━━ RAW RECORDS

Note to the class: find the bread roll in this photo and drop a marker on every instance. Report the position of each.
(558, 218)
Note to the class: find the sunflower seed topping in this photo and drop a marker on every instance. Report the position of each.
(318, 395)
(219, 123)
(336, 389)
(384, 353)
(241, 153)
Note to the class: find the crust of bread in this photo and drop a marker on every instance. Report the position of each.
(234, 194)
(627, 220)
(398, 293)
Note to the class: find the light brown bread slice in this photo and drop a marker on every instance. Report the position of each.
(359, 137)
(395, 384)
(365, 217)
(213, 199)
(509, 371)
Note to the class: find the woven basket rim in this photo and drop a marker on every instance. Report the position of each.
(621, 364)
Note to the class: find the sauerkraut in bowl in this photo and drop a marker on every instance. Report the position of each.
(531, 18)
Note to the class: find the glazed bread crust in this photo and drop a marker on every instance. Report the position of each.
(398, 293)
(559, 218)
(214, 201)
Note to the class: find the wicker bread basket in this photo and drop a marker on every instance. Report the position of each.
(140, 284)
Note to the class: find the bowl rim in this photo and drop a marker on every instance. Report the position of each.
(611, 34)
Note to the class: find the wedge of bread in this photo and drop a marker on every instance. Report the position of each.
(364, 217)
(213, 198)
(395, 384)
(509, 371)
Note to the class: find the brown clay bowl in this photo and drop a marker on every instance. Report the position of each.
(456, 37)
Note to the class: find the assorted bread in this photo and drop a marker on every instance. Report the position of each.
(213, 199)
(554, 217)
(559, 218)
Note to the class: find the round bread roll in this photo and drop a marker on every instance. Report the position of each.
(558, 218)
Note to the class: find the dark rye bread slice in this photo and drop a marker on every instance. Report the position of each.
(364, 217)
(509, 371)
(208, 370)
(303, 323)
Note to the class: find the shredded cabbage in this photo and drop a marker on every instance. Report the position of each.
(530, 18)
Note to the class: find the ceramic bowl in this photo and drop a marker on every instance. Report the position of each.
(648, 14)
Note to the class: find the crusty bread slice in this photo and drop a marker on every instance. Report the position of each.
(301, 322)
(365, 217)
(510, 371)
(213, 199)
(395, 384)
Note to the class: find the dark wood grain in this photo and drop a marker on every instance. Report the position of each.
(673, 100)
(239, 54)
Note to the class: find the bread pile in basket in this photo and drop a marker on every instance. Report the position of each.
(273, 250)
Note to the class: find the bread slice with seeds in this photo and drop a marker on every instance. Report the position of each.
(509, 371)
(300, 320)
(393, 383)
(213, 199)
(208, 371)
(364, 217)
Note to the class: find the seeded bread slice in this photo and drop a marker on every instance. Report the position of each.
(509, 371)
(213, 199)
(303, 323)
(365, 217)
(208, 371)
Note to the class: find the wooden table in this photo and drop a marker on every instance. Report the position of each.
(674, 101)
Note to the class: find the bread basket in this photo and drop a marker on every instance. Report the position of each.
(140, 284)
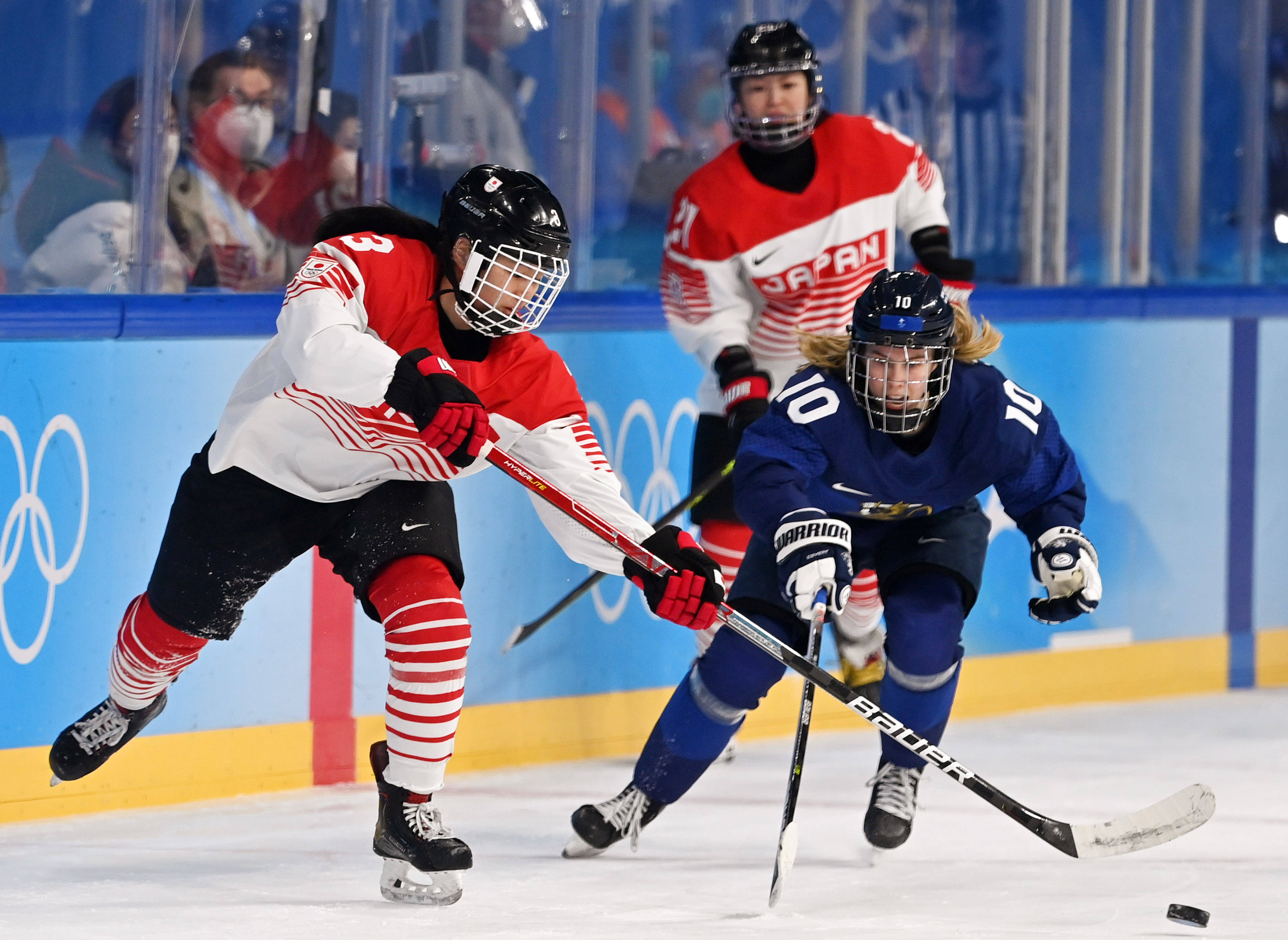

━━━━

**GOAL**
Please recast the stretch of rows above, from the line containing "Note to the class: find the dark wood" through the end of the rows, as a numbered list. Leave out blank lines and the pictures.

**RESPONSE**
1. Note to the class: find the dark wood grain in this photo and drop a marker on every instance. Report the position of each.
2. (673, 100)
3. (239, 54)
4. Note to the class: find the bread pile in basket in this photo and drop a marker on every instance. Report the position of each.
5. (273, 250)
6. Note to the class: find the bread slice with seeds in this photo and drop a marker on every instance. Report the position of each.
7. (509, 371)
8. (300, 320)
9. (393, 383)
10. (213, 199)
11. (208, 371)
12. (364, 217)
13. Note to the class: find the seeded bread slice in this photo and drop a marker on every instance. Report the position of each.
14. (509, 371)
15. (213, 199)
16. (303, 323)
17. (365, 217)
18. (208, 371)
19. Note to the class: find the wooden table in this photo and drop a marker on every instance. Report the position of each.
20. (674, 101)
21. Note to the class: find the bread basket in this photo and drop a marker on every instance. Report the position of each.
22. (140, 284)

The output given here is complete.